STATED TASK: Rewrite the listing from its first line through the line containing "Query: crowd of protesters", swapping "even-odd rule" for "nonzero winding rule" and leaving everything else as it is.

(Rows from a segmentation dataset)
= = = =
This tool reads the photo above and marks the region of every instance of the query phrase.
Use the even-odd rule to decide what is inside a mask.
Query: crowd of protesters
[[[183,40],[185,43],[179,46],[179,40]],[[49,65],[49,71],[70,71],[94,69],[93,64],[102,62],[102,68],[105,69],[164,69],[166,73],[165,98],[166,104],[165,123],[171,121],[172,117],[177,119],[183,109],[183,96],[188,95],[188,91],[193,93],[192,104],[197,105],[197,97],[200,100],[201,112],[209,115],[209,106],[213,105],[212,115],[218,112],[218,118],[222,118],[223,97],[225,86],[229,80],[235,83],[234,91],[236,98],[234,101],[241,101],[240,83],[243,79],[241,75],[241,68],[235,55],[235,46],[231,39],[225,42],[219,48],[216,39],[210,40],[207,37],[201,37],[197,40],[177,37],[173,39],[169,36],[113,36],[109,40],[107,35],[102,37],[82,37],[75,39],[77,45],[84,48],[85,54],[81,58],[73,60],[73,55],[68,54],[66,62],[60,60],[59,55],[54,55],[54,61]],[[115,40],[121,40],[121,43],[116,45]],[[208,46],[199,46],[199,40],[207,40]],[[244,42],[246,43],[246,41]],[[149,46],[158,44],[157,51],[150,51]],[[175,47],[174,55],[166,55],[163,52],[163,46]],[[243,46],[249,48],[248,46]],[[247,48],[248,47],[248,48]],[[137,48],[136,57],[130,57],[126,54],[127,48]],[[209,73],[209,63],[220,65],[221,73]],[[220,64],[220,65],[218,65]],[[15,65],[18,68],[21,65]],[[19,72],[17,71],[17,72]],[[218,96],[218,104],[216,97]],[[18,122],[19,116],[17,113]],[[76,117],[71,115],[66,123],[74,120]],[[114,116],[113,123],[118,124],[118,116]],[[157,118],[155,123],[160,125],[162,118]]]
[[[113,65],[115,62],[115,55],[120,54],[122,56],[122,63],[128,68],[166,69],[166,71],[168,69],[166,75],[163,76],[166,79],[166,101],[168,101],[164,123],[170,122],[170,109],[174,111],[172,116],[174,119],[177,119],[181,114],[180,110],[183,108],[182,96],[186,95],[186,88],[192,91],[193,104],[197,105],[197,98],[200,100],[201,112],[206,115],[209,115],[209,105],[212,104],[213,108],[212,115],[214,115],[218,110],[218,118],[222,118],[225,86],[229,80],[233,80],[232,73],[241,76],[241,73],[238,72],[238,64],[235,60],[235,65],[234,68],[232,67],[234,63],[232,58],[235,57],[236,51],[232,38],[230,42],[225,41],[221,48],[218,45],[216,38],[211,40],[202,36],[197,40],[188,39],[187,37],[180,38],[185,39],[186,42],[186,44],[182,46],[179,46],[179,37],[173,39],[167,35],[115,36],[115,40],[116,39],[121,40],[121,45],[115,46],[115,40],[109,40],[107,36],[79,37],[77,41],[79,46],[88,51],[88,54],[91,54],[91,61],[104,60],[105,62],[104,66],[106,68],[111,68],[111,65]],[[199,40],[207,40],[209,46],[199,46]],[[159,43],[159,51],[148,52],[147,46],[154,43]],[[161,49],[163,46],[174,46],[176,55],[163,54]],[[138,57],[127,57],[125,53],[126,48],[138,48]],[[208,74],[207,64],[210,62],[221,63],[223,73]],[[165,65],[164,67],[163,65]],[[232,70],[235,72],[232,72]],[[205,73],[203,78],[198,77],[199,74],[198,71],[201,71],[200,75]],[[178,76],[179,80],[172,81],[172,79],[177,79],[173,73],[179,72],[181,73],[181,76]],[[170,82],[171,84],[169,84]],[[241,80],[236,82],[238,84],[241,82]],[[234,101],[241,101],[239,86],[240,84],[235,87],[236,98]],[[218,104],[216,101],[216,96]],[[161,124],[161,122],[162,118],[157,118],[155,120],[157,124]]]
= = = =
EXERCISE RESPONSE:
This tool reads the photo above and marks the region of every instance of the query phrase.
Use the nonzero winding rule to decide what is inside a mask.
Query: crowd of protesters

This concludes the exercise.